SCHRIFTLICHE AUFGABE A:
Fasse die Entscheidung der Woche zur Tiergefahr in genau zwei Sätzen zusammen.
SCHRIFTLICHE AUFGABE B:
Liste sämtliche Angaben auf, die in der Entscheidung der Woche zur Tiergefahr unter „Aktenzeichen und Fundstelle“ genannt werden.
SCHRIFTLICHE AUFGABE C:
Führe die Entscheidung der Woche zur Tiergefahr im Anschluss an den zweiten Leitsatz weiter.

AUSGEWÄHLTER AUSZUG:
------------------------------------------------------------
Entscheidung der Woche 02-2025 (ZR)
Marie-Christin Runkel
Die Leitung des Tieres durch den Menschen schließt spezifische Tiergefahren nicht zwangsläufig aus.
Aktenzeichen und Fundstelle
Az.: BGH VI ZR 381/23
Fundstelle: NJW 2024, 3293
MDR 2024, 1313
A. Orientierungs - oder Leitsätze
1. Die Leitung des Tieres durch den Menschen schließt spezifische Tiergefahren nicht zwangsläufig aus.
2. Auch in den Fällen, in denen die menschliche Leitung nur in einem Anstoß für das tierische Verhalten besteht, dieses ausgelöste Verhalten aber mangels physischer Zugriffsmöglichkeit nicht mehr der menschlichen Kontrolle unterliegt, gibt es keinen Grund, eine spezifische Tiergefahr zu verneinen, die sich aus der selbstständigen Bewegung des Tieres, seiner Energie und Kraft ergibt.
------------------------------------------------------------
(Auszüge aus einem Datensatz zur Ortsannotation)
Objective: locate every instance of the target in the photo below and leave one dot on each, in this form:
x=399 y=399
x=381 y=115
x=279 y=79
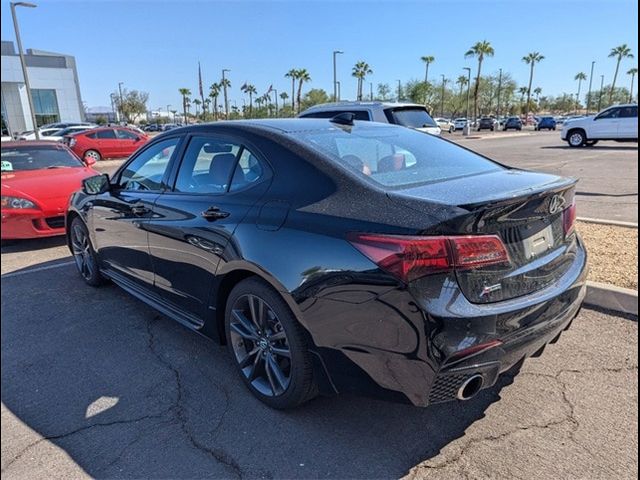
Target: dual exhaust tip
x=470 y=387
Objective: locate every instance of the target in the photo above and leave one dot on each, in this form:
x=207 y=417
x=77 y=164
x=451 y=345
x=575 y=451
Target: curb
x=610 y=297
x=601 y=221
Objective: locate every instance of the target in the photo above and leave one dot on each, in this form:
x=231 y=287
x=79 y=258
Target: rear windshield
x=36 y=158
x=410 y=117
x=396 y=157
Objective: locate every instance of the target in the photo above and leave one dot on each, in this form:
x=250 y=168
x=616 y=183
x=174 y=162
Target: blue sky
x=155 y=46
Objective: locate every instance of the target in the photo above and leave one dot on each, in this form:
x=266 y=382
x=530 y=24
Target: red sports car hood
x=48 y=188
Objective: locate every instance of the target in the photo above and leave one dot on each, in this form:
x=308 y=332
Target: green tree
x=620 y=52
x=632 y=72
x=531 y=59
x=360 y=70
x=185 y=92
x=480 y=50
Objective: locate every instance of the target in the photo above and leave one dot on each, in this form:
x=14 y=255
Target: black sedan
x=333 y=256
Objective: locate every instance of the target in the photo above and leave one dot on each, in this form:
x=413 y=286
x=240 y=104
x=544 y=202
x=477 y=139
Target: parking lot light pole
x=224 y=88
x=23 y=63
x=590 y=82
x=467 y=126
x=600 y=96
x=335 y=75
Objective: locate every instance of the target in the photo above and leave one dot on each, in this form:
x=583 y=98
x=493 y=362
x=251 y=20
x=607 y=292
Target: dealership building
x=54 y=87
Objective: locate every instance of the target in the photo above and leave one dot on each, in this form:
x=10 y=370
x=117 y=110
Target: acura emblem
x=556 y=204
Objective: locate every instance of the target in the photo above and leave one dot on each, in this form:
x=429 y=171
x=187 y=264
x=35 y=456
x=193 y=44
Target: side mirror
x=96 y=185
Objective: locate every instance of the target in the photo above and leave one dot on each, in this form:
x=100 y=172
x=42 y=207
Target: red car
x=37 y=180
x=106 y=142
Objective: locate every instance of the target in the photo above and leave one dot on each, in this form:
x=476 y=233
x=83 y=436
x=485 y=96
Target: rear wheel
x=93 y=155
x=268 y=345
x=83 y=253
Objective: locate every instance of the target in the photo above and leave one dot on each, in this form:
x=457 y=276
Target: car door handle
x=139 y=210
x=214 y=213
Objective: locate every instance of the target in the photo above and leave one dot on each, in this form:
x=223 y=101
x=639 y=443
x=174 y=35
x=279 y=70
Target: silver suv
x=411 y=115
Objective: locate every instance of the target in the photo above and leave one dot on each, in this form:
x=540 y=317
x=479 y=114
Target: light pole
x=23 y=63
x=467 y=126
x=335 y=79
x=224 y=88
x=590 y=82
x=444 y=80
x=601 y=87
x=499 y=87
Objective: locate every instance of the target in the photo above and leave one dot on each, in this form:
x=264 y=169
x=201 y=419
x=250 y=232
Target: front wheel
x=268 y=345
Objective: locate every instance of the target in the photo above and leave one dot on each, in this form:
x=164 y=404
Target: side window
x=611 y=113
x=249 y=170
x=126 y=135
x=146 y=171
x=207 y=165
x=106 y=134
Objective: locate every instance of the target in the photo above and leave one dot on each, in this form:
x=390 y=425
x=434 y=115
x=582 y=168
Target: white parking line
x=37 y=269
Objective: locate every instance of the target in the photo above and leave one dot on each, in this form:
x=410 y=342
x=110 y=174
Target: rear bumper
x=420 y=344
x=18 y=225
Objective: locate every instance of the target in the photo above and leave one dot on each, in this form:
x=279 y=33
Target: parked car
x=105 y=142
x=459 y=123
x=335 y=256
x=37 y=180
x=405 y=114
x=487 y=123
x=513 y=122
x=445 y=125
x=619 y=123
x=546 y=123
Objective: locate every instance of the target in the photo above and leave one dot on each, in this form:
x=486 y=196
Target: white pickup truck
x=618 y=122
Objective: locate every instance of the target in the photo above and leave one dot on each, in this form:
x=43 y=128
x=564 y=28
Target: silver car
x=411 y=115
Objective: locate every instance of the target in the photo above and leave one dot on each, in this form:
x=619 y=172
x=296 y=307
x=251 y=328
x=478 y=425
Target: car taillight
x=568 y=219
x=411 y=257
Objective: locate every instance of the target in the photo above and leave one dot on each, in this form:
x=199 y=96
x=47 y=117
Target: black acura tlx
x=333 y=255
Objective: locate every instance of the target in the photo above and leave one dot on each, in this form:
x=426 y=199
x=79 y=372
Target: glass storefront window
x=45 y=104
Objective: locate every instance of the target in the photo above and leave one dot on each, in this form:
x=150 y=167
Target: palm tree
x=214 y=93
x=360 y=71
x=293 y=75
x=619 y=52
x=531 y=59
x=303 y=76
x=185 y=92
x=284 y=97
x=580 y=76
x=428 y=60
x=479 y=50
x=633 y=73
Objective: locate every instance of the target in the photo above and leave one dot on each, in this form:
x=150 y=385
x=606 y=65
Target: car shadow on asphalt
x=127 y=392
------------------------------------------------------------
ENDGÜLTIGE ANTWORT A:
Nach der Entscheidung des BGH mit dem Aktenzeichen VI ZR 381/23 schließt die Leitung eines Tieres durch den Menschen spezifische Tiergefahren nicht zwangsläufig aus. Auch wenn die menschliche Leitung nur einen Anstoß für ein tierisches Verhalten gibt, das mangels physischer Zugriffsmöglichkeit nicht mehr menschlicher Kontrolle unterliegt, gibt es keinen Grund, eine spezifische Tiergefahr aus der selbstständigen Bewegung, Energie und Kraft des Tieres zu verneinen.

ENDGÜLTIGE ANTWORT B:
- BGH VI ZR 381/23
- NJW 2024, 3293
- MDR 2024, 1313

ENDGÜLTIGE ANTWORT C:
B. Sachverhalt
Der Beklagte (B) war Halter eines Hundes mit dem seine Tochter (T) im Juli 2020 gegen Abend auf einem Feldweg spazieren war. Der Hund war mit einer Schleppleine angeleint. Neben dem Weg befand sich ein weitläufiges Feld, das mit hohem Gras bewachsen war. Es kam dort zu einem Zusammentreffen mit einer Frau (F), die ihren Hund ebenfalls auf dem Feldweg ausführte. Beide Hunde befanden sich auf dem angrenzenden Feld und entdeckten ein Mäuseloch, auf das sie zuliefen. Die F lief ihrem Hund hinterher und wollte ihn von dem Loch wegziehen, während T den Hund ihres Vaters zurückpfiff. Der Hund hörte sofort und rannte zu T zurück. Allerdings war die F, als sie ihrem Hund gefolgt war, in eine Schlaufe der Schleppleine des anderen Hundes getreten. Als dieser Hund zu T rannte, zog sich die Schleppleine um das Bein der F fest und riss sie auf den Boden.
Dadurch erlitt F Verletzungen an ihrem Bein und musste im Krankenhaus stationär behandelt werden. Sie forderte von B den Ersatz ihrer Heilbehandlungskosten.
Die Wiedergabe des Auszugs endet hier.